## WHAT IS EXPECTED
Please render the data below as a two-column CSV with the columns "source" and "result" and one row for each "$ trace" command. Put the text from that command through "Instances:" in source and the coordinates that follow it in result, each as one quoted field with line breaks turned into spaces.

## AVAILABLE RECORDS
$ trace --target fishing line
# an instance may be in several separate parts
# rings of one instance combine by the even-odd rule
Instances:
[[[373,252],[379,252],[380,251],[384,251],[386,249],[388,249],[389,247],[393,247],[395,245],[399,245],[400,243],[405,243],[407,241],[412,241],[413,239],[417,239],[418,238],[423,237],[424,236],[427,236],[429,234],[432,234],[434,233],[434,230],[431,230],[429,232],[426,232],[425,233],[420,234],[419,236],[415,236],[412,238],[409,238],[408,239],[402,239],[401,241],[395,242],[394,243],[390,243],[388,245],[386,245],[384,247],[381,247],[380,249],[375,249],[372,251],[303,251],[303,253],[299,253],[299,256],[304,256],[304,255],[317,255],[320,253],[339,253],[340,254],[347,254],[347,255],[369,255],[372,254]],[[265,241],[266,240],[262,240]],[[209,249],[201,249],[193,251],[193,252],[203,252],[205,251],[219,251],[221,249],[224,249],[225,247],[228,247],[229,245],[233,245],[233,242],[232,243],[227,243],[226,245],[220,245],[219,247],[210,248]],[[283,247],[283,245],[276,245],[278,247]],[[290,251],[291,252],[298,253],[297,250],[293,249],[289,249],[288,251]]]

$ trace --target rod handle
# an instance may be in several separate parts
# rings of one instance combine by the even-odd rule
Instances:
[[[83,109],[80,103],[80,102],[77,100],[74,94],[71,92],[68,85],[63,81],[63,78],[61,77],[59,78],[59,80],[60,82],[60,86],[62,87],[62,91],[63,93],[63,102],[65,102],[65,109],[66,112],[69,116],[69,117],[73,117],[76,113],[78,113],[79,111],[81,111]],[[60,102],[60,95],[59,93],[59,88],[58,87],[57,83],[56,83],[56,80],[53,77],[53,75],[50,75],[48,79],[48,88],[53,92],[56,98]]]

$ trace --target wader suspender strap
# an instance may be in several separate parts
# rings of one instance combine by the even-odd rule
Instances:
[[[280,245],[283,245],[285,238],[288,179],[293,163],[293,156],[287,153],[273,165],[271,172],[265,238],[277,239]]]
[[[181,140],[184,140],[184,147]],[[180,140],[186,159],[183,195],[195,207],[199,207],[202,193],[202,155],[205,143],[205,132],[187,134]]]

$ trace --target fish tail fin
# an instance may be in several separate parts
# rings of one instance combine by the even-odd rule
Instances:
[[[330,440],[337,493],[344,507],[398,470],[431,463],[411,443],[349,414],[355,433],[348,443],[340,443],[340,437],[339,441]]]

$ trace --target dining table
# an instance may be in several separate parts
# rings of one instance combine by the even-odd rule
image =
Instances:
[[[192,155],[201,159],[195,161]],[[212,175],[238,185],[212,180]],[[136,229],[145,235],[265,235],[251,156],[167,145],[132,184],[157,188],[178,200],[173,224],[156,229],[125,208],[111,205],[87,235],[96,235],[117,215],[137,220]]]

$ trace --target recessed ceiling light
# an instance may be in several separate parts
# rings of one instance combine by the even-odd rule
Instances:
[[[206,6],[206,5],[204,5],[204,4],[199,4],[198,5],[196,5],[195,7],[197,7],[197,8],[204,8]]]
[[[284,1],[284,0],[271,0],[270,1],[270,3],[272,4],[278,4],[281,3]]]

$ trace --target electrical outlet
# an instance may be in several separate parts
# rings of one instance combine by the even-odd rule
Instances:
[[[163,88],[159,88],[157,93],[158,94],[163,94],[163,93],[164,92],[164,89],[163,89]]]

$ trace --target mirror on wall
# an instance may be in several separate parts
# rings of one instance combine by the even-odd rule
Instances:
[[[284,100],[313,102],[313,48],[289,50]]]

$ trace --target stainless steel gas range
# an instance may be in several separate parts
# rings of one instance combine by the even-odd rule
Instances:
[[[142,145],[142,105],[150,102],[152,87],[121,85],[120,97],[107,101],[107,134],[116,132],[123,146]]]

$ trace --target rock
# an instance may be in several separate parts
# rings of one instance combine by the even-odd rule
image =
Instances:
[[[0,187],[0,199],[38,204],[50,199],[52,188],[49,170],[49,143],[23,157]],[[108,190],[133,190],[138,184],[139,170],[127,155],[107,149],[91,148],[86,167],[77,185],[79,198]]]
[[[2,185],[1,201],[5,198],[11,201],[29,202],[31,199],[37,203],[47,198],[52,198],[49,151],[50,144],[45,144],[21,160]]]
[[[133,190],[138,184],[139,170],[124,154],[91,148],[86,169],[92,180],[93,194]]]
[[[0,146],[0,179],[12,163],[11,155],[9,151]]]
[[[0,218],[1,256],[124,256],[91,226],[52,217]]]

## EXERCISE RESPONSE
source,result
"$ trace --target fishing line # an instance may be in several separate parts # rings of one instance combine by the even-odd rule Instances:","[[[373,252],[379,252],[380,251],[384,251],[386,249],[388,249],[389,247],[393,247],[395,245],[399,245],[400,243],[405,243],[407,241],[412,241],[413,239],[417,239],[418,238],[423,237],[424,236],[427,236],[429,234],[432,234],[434,233],[434,230],[431,230],[429,232],[426,232],[425,233],[420,234],[419,236],[415,236],[412,238],[409,238],[408,239],[402,239],[401,241],[395,242],[394,243],[390,243],[388,245],[386,245],[384,247],[381,247],[380,249],[375,249],[372,251],[303,251],[303,253],[299,253],[299,256],[304,256],[304,255],[317,255],[320,253],[339,253],[340,254],[347,254],[347,255],[369,255],[372,254]],[[265,241],[266,240],[262,240]],[[209,249],[201,249],[193,251],[193,252],[203,252],[205,251],[219,251],[221,249],[224,249],[225,247],[228,247],[229,245],[233,245],[233,242],[232,243],[227,243],[226,245],[220,245],[219,247],[210,248]],[[283,247],[283,245],[276,245],[278,247]],[[290,251],[291,252],[298,253],[297,250],[293,249],[289,249],[288,251]]]"
"$ trace --target rod handle # an instance may be in several separate parts # rings of one instance combine by the even-odd rule Instances:","[[[83,109],[80,103],[80,102],[77,100],[74,94],[71,92],[68,85],[63,81],[63,78],[61,77],[59,78],[59,80],[60,82],[60,86],[62,87],[62,91],[63,93],[63,102],[65,102],[65,109],[66,112],[69,116],[69,117],[73,117],[76,113],[78,113],[79,111],[81,111]],[[60,102],[60,95],[59,93],[59,88],[58,87],[57,83],[56,83],[56,80],[53,77],[53,75],[50,75],[48,79],[48,88],[53,92],[56,98]]]"
"$ trace --target wader suspender strap # an instance may be in several separate parts # rings of one instance combine by the even-odd rule Instances:","[[[280,245],[283,245],[285,238],[288,179],[293,163],[293,156],[287,153],[273,165],[271,172],[265,238],[277,239]]] [[[181,140],[184,140],[184,147]],[[180,140],[186,159],[183,195],[195,207],[199,207],[202,193],[202,155],[205,143],[205,132],[187,134]]]"
"$ trace --target fish tail fin # an instance may be in several separate parts # rings of one instance combine by the even-odd rule Instances:","[[[330,440],[337,493],[344,507],[398,470],[431,463],[411,443],[349,414],[355,433],[348,443],[340,443],[340,437],[339,441]]]"
"$ trace --target dining table # an instance may be in several separate parts # rings of one instance combine by the even-odd rule image = Instances:","[[[192,155],[201,159],[195,161]],[[212,175],[238,185],[212,180]],[[136,229],[145,235],[265,235],[251,156],[167,145],[132,184],[157,188],[178,200],[173,224],[156,229],[125,208],[111,205],[87,235],[96,235],[117,215],[137,220]]]"
"$ trace --target recessed ceiling light # an instance may be in several separate parts # rings of one instance combine by the even-odd rule Instances:","[[[206,6],[206,5],[204,5],[204,4],[199,4],[198,5],[196,5],[195,7],[197,7],[197,8],[204,8]]] [[[284,1],[284,0],[271,0],[270,1],[270,3],[272,4],[278,4],[281,3]]]"
"$ trace --target electrical outlet # an instance may be in several separate parts # rings of one instance combine by the even-odd rule Instances:","[[[163,88],[159,88],[157,93],[158,94],[163,94],[163,93],[164,92],[164,89],[163,89]]]"
"$ trace --target mirror on wall # an instance may be in several separate parts # rings of one instance combine by the even-odd rule Instances:","[[[284,100],[313,102],[313,48],[289,50]]]"
"$ trace --target stainless steel gas range # an instance may be in several separate parts # rings of one instance combine by the even-odd rule Instances:","[[[142,145],[142,105],[150,102],[152,87],[121,85],[120,97],[107,101],[107,134],[116,132],[123,146]]]"
"$ trace --target rock # an instance may be in several separate parts # rings of one instance combine by the even-odd rule image = Instances:","[[[0,187],[0,199],[38,204],[50,199],[52,188],[49,170],[49,143],[23,157]],[[108,190],[133,190],[138,184],[139,170],[127,155],[107,149],[91,148],[86,167],[77,185],[79,198]]] [[[2,185],[1,201],[5,198],[11,201],[29,202],[31,199],[37,203],[47,198],[52,198],[49,151],[50,144],[45,144],[21,160]]] [[[133,190],[138,184],[139,170],[124,154],[91,148],[86,169],[92,180],[93,194]]] [[[0,146],[0,179],[12,163],[11,155],[9,151]]] [[[0,218],[1,256],[124,256],[91,226],[52,217]]]"